→ Work task: Continue the text on punishment for killing in war from the point where it stops.

→ Exercise text:
'''

If you kill a lot of people when you're drunk, you can be sure that you will not get 3 years of house arrest.

If you kill 500 people because you are insane, you go to an institution at the minimum and probably spend the rest of your life there.

If you kill 500 non-combatants in war, you get 3 years of house arrest, after which you are a free man because you were stressed during combat.

One of these is f'ed up. Guess which.

Seriously, combat is different. Nobody knows how they will react when they enlist, and it does things that nothing else does. Did you ever speak to a veteran from the trenches? What you can see fighting can be enough to make anyone go mad, but you go in with good intentions. The reason he didn't go to an institution is because afterwards he was mostly normal. He'll probably have the 'pit dreams' for a long time, but he's basically human
 
It's hardly cushy - I think what they did with him was for the best. I don't know about American law, so I'll just say that I think anyone who goes mad should be made to stay at home, but not punished.

'''

→ Excerpts from a dataset:
'''

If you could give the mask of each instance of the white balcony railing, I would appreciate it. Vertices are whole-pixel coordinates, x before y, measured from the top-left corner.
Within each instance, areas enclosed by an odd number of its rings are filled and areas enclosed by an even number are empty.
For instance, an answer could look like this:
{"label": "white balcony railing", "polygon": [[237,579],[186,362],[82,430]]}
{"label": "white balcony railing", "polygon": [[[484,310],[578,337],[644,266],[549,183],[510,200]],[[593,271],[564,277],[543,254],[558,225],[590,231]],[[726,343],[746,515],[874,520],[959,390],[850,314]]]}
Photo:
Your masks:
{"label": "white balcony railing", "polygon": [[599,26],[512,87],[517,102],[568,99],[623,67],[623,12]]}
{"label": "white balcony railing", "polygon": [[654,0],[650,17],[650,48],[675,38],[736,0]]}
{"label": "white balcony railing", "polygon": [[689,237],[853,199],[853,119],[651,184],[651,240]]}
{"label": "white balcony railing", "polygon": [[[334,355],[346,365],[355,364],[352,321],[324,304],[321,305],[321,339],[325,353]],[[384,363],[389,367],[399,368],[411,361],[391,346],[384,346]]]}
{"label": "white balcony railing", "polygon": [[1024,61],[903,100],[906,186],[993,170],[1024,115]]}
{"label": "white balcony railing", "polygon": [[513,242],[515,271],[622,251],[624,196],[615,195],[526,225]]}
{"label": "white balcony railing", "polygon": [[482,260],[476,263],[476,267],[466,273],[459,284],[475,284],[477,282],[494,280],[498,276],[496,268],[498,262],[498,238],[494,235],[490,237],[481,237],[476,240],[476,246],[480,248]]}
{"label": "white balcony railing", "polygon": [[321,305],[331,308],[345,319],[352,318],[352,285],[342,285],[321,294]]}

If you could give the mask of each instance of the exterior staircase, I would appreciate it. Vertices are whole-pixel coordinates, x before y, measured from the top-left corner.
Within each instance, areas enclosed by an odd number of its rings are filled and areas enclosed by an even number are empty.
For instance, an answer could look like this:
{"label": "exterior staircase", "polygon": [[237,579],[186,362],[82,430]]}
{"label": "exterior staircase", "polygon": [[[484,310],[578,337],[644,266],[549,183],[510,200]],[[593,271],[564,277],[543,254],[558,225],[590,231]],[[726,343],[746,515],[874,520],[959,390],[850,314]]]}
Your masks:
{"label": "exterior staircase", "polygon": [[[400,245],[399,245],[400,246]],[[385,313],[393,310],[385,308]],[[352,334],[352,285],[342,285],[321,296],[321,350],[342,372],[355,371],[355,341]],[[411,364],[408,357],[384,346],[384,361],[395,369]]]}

'''

→ Response:
So as long as you can plead temporary insanity you get a little hospital time and therapy and then back to civy street where you can forget all about it. No regard to the consequences or the victims at all. Maybe the Libyan should have tried that one. He'd have flown home years ago.
 
Sorry. You can't rationalize away the atrocities of war by claiming the perpetrators must be "mad". And if you really wanted to protect people, you certainly picked the wrong profession. You should have become a cop or a fireman instead of a warrior.
 
He probably didn't think he was. How many drunk people say they're sober?

So it's as if he was drunk? Excellent. Murders committed when drunk are not generally punished lightly.

Flying Pig said:
Besides, anyone who had not been in the same situation as him would not have understood.

Seriously, combat is different. Nobody knows how they will react when they enlist, and it does things that nothing else does. Did you ever speak to a veteran from the trenches? What you can see fighting can be enough to make anyone go mad, but you go in with good intentions. The reason he didn't go to an institution is because afterwards he was mostly normal. He'll probably have the 'pit dreams' for a long time, but he's basically human

So basically you're willing to let a mass-murdered off because he was jarhead who saw action and no one not in his shoes can understand?

Just another reason not to like soldiers, I guess.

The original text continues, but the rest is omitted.